# GIVEN TASK:
Count the lines in the records below that contain the word "metal", with case counting, and give only that number.

◇ ◇ ◇ ◇ ◇

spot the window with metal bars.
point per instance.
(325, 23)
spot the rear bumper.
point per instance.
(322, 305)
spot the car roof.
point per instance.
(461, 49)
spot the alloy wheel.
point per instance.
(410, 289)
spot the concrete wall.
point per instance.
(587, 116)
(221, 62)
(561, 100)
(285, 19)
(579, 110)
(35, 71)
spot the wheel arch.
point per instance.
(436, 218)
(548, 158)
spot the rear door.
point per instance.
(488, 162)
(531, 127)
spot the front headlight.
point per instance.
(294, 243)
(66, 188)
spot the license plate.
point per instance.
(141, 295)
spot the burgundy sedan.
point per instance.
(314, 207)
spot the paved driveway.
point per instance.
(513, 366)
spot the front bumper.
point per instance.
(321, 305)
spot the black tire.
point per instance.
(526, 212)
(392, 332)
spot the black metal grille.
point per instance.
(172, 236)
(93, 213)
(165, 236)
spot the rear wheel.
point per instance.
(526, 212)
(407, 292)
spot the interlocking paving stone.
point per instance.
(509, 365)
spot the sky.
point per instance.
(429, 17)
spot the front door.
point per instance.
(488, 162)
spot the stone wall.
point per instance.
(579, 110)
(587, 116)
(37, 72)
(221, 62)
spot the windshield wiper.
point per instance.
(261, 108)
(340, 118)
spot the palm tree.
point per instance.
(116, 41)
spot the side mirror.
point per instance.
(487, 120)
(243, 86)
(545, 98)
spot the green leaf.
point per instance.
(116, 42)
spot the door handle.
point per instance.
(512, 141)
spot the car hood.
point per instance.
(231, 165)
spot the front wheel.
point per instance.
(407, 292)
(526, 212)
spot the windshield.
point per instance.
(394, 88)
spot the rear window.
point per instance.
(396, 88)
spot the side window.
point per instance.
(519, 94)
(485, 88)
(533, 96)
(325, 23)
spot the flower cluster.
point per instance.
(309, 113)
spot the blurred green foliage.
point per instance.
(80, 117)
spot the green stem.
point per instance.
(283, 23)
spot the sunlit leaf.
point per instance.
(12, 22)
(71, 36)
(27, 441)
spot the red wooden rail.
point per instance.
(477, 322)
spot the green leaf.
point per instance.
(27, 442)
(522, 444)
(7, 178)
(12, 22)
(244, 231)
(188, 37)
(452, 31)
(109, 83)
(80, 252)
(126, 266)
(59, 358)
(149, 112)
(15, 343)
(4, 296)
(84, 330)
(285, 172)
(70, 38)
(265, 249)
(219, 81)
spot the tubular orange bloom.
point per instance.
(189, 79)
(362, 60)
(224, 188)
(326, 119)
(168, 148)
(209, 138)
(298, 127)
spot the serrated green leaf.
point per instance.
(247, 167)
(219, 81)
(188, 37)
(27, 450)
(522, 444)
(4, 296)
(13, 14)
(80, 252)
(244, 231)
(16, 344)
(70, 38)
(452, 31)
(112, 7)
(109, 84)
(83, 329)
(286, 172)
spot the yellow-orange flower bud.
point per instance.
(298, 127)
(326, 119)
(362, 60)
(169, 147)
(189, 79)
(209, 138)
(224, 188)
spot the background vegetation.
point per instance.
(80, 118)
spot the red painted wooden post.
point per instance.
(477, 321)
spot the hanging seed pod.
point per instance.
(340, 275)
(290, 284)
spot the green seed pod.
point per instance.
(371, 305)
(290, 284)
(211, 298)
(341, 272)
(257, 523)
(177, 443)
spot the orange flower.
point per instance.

◇ ◇ ◇ ◇ ◇

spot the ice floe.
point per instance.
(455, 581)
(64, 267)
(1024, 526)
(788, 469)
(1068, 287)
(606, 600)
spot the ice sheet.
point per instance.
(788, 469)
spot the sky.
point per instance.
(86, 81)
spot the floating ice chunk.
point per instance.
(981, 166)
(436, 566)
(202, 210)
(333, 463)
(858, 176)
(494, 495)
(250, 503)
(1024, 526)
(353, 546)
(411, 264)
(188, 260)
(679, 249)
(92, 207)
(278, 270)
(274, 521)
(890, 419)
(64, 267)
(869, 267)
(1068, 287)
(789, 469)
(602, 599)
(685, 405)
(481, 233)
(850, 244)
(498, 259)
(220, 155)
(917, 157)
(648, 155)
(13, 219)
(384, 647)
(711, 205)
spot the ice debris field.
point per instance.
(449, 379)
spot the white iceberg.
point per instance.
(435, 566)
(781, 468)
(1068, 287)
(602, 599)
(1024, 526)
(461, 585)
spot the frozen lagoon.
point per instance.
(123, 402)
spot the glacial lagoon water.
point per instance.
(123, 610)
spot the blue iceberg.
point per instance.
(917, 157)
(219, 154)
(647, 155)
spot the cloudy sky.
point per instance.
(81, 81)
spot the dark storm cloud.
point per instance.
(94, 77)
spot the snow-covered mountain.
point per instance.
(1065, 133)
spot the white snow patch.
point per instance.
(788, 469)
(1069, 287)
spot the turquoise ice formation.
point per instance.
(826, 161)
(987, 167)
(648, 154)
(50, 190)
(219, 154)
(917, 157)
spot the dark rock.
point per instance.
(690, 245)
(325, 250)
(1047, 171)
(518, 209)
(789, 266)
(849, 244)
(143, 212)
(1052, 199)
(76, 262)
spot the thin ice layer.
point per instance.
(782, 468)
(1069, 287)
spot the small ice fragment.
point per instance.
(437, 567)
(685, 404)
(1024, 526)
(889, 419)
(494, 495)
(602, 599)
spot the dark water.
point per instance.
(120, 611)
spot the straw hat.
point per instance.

◇ ◇ ◇ ◇ ◇

# OUTPUT OF THE TASK:
2